**Excerpt**
Sarkozy yields on ECB crisis role, pressure on Italy

By Julien Toyer and Andreas Rinke

European Union

But final decisions were deferred until a second summit on Wednesday and sharp differences remain over the size of losses private holders of Greek government bonds will have to accept.

French President Nicolas Sarkozy backed down in the face of implacable German opposition to his desire to use unlimited European Central Bank funds to fight the crisis. Instead, the euro zone may turn to emerging economies such as China and Brazil for help in underpinning its sickly bond market.

"Further work is still needed and that is why we will take the decisions in the follow-up euro zone summit," European Council President Herman Van Rompuy said after chairing 12 hours of talks.

He indicated that Italy, the euro zone state now in the markets' firing line, had been told to come up with a more convincing plan this week to implement structural economic reforms to raise its growth potential.

"Between now and Wednesday, some members of the European Council will have to convince colleagues that their country is implementing the promised measures fully," Van Rompuy said.

Italian Prime Minister Silvio Berlusconi said he expected to call a cabinet meeting on Monday to discuss measures to boost growth, as Italy came under mounting pressure from European partners to step up reforms to restore market confidence.

Sarkozy acknowledged that France's proposal to multiply the firepower of the euro zone's rescue fund by turning it into a bank and letting it borrow from the ECB would not fly for now because neither Germany nor the central bank accepted it.

"No solution is viable if it doesn't have the support of all the European institutions," the French leader told a joint news conference with German Chancellor Angela Merkel.

Merkel said only two options remained on the table for leveraging the 440 billion euro ($600 billion) European Financial Stability Facility, and neither involved drawing on the central bank. Van Rompuy said, however, that some form of ECB involvement could not be entirely discounted.

Officials said the emerging solution would combine using the EFSF to provide partial guarantees to buyers of new Italian and Spanish bonds, while also creating a special purpose vehicle to attract funds from major emerging countries that could guarantee bonds in the secondary market.

It remains to be seen whether that will convince investors that euro zone government bonds are safe after expected heavy write-downs on Greek debt.

**Problems and tasks**
a - Transcribe the part of the euro zone summit article that opens with the words containing "Merkel said only" and closes with "the secondary market.".
b - Write the next part of the euro zone summit article, starting right after its last sentence.

**Extracted entries**
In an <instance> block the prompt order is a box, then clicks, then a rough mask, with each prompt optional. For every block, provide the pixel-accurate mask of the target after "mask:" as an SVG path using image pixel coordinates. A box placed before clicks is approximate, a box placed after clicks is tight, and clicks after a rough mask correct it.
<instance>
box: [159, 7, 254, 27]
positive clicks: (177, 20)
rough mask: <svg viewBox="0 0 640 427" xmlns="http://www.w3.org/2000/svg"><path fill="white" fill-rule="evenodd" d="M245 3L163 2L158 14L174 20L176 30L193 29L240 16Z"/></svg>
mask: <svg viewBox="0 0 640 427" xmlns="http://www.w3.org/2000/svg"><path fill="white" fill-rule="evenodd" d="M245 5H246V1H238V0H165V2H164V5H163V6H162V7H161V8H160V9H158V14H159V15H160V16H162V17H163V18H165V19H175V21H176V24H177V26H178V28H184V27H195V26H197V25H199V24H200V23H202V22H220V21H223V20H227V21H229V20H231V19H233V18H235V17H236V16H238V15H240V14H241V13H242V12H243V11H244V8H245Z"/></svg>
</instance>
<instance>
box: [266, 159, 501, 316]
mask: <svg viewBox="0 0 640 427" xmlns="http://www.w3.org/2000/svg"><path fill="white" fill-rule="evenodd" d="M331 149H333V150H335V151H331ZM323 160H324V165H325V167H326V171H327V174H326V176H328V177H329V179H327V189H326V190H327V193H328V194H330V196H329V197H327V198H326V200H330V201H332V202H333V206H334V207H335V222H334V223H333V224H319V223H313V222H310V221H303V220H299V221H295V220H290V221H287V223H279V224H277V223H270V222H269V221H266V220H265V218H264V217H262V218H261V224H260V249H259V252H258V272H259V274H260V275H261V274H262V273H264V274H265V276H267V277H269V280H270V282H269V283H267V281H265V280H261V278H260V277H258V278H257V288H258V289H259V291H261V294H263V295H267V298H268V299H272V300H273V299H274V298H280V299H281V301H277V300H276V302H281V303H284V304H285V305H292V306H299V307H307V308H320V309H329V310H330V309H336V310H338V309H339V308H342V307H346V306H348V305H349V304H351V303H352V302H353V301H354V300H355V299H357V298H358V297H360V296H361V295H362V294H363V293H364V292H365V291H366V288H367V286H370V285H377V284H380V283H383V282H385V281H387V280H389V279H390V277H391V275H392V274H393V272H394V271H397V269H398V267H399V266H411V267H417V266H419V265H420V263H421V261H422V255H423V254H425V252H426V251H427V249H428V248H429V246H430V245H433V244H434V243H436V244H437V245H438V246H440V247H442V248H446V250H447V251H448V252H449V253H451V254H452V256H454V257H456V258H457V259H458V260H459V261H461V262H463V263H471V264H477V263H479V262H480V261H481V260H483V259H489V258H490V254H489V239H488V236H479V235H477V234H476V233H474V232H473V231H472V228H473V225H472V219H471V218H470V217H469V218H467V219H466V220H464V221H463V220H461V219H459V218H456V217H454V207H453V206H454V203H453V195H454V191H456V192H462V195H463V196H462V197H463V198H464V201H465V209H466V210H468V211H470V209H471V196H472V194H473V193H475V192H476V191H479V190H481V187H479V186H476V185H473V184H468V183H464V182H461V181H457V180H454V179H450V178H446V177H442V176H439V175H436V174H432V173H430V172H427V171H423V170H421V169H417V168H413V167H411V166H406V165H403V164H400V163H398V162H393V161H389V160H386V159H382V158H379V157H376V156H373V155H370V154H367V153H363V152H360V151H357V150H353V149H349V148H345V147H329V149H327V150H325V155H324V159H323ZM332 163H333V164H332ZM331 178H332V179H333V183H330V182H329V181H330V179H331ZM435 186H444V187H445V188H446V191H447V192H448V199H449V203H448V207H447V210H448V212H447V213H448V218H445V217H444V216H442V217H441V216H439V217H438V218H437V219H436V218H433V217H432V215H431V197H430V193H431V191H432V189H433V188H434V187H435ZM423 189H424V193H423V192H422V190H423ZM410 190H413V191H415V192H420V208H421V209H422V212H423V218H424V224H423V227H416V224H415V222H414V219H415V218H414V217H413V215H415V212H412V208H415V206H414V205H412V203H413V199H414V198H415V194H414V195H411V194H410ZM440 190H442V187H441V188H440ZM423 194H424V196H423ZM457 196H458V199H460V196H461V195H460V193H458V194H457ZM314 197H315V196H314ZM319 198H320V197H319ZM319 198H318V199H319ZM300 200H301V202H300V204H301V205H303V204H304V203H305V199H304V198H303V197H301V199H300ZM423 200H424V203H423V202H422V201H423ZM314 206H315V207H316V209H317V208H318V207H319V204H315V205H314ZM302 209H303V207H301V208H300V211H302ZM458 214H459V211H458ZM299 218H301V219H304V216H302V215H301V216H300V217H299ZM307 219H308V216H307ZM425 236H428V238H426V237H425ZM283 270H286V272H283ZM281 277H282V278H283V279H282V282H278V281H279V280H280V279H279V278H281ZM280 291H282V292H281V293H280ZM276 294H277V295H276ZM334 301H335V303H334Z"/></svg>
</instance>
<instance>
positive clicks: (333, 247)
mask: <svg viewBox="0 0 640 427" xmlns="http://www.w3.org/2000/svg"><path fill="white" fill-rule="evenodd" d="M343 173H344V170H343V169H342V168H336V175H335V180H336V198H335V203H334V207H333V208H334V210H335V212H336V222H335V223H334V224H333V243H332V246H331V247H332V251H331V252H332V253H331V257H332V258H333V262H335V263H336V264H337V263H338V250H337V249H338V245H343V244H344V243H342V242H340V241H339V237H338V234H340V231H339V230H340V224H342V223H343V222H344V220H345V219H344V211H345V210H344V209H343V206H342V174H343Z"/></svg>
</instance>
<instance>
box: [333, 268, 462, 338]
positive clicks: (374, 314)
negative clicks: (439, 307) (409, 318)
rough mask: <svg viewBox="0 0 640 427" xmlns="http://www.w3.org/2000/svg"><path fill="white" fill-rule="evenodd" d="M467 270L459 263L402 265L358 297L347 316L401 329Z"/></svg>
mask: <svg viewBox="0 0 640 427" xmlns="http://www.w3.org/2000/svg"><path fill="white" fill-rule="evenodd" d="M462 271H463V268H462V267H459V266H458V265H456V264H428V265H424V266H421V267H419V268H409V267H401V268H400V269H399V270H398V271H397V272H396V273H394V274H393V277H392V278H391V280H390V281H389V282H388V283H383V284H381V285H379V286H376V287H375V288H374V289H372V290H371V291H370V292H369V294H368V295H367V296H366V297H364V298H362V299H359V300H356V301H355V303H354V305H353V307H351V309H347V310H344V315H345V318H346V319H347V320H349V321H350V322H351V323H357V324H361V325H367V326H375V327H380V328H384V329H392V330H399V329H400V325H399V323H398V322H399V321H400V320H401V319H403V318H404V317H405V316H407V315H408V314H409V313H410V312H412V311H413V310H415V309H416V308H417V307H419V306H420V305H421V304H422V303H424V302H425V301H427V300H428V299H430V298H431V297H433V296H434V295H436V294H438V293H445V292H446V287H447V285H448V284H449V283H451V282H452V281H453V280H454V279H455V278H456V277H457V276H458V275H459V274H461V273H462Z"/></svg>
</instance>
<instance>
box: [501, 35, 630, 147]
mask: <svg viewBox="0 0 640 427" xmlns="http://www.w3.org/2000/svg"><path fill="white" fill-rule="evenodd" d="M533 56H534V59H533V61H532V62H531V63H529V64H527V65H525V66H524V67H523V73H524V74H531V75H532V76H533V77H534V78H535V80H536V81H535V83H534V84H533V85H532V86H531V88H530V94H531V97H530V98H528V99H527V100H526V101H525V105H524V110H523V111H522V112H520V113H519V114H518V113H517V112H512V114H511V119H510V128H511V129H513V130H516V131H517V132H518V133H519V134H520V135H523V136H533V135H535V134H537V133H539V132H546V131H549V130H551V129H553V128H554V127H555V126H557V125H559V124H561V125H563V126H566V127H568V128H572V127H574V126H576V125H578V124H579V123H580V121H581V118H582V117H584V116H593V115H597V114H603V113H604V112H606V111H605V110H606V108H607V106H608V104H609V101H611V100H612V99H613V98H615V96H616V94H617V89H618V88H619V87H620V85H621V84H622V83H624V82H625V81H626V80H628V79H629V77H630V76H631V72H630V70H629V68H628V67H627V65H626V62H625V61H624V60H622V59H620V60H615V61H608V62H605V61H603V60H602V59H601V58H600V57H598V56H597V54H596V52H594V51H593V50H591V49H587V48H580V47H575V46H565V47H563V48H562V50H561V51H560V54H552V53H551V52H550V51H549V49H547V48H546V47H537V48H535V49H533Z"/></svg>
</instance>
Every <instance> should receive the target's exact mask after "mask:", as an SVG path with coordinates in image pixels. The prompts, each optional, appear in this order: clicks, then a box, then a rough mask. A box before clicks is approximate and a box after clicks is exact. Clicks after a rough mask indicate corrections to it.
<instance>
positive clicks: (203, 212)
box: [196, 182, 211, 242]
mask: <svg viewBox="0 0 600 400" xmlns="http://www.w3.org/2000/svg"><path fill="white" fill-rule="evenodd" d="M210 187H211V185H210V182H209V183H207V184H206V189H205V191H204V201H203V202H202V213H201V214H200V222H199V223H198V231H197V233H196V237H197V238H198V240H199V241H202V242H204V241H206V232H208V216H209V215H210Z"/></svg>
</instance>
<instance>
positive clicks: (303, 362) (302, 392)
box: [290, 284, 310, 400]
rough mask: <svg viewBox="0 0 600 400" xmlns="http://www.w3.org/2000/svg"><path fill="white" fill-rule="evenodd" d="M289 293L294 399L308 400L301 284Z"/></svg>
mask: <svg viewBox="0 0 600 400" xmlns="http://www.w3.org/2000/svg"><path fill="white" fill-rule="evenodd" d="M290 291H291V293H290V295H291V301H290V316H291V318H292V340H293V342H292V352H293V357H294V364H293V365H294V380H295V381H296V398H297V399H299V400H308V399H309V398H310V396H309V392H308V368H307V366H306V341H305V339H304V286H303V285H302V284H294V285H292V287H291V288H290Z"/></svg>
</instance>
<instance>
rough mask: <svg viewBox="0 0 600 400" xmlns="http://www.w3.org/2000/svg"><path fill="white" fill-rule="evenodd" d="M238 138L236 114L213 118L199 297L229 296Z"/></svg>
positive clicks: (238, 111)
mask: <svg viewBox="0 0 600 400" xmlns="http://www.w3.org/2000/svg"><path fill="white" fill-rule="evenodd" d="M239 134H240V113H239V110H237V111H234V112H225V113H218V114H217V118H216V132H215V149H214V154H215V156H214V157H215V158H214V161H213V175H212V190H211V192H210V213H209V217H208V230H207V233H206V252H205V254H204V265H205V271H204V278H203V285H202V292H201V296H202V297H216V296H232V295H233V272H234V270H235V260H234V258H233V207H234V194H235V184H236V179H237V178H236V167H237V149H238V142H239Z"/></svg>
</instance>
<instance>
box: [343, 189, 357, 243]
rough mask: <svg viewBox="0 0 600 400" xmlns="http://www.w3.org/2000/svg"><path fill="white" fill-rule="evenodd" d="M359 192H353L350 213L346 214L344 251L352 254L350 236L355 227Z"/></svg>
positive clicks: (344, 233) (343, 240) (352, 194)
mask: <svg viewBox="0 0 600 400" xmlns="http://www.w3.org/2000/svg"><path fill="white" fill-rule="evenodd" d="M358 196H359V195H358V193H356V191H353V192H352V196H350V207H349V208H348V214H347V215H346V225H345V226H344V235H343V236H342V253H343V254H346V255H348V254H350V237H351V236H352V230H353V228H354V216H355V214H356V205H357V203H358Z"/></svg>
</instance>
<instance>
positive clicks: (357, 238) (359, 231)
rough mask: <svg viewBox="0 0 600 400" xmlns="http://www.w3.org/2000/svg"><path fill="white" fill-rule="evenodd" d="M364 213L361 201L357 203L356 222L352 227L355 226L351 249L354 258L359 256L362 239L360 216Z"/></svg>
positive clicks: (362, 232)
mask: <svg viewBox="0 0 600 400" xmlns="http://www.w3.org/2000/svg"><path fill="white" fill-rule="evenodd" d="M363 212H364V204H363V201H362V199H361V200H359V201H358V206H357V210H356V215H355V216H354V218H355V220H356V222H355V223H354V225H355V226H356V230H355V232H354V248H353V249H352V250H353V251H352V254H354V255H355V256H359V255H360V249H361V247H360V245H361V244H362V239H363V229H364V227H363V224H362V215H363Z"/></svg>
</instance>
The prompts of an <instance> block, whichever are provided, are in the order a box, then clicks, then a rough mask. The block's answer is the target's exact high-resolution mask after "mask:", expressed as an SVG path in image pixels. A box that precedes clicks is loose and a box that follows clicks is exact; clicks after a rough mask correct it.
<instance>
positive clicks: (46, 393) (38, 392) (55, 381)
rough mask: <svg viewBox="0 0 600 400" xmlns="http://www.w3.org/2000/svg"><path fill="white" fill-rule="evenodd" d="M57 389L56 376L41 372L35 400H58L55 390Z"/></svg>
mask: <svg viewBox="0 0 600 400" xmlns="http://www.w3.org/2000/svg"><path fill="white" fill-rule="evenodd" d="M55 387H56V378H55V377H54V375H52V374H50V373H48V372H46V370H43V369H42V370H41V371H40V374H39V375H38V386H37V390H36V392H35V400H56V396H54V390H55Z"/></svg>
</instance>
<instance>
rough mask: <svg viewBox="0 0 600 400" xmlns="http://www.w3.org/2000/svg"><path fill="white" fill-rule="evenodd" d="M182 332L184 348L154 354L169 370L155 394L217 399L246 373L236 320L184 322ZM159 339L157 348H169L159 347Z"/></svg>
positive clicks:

**Exercise responses**
a -
Merkel said only two options remained on the table for leveraging the 440 billion euro ($600 billion) European Financial Stability Facility, and neither involved drawing on the central bank. Van Rompuy said, however, that some form of ECB involvement could not be entirely discounted.

Officials said the emerging solution would combine using the EFSF to provide partial guarantees to buyers of new Italian and Spanish bonds, while also creating a special purpose vehicle to attract funds from major emerging countries that could guarantee bonds in the secondary market.

b -
"This is not going to be the 'shock and awe' solution to really impress the markets given there are still a lot of details to be worked out and there is still a great deal of uncertainty about how this is to be implemented," WestLB rate strategist Michael Leister told Reuters.

Leaders endorsed a broad framework drafted by their finance ministers for recapitalising European banks, which regulators say need between 100 and 110 billion euros to cope with likely losses on Greek and other euro zone sovereign bonds.

WRANGLING

Much time was spent on procedural wrangling with non-euro members Britain and Poland demanding that all 27 EU states, including the 10 that are not in the single currency, be fully involved in the crisis response. That forced the calling of another full EU summit for one hour on Wednesday.

British Prime Minister David Cameron said there was a danger that euro zone countries would otherwise start taking decisions on their own that affect the EU's single market.

With alarm growing in Washington, Beijing and other capitals about potential damage to the global economy, Europe is under pressure to put in place a comprehensive strategy in time for a November 3-4 G20 summit in France to halt the crisis.

They aim to agree on reducing Greece's debt burden, strengthening European banks, improving euro area economic governance and maximising the firepower of the EFSF.

Merkel told reporters that the decisions to be taken on Wednesday would not be the last step to overcome the crisis.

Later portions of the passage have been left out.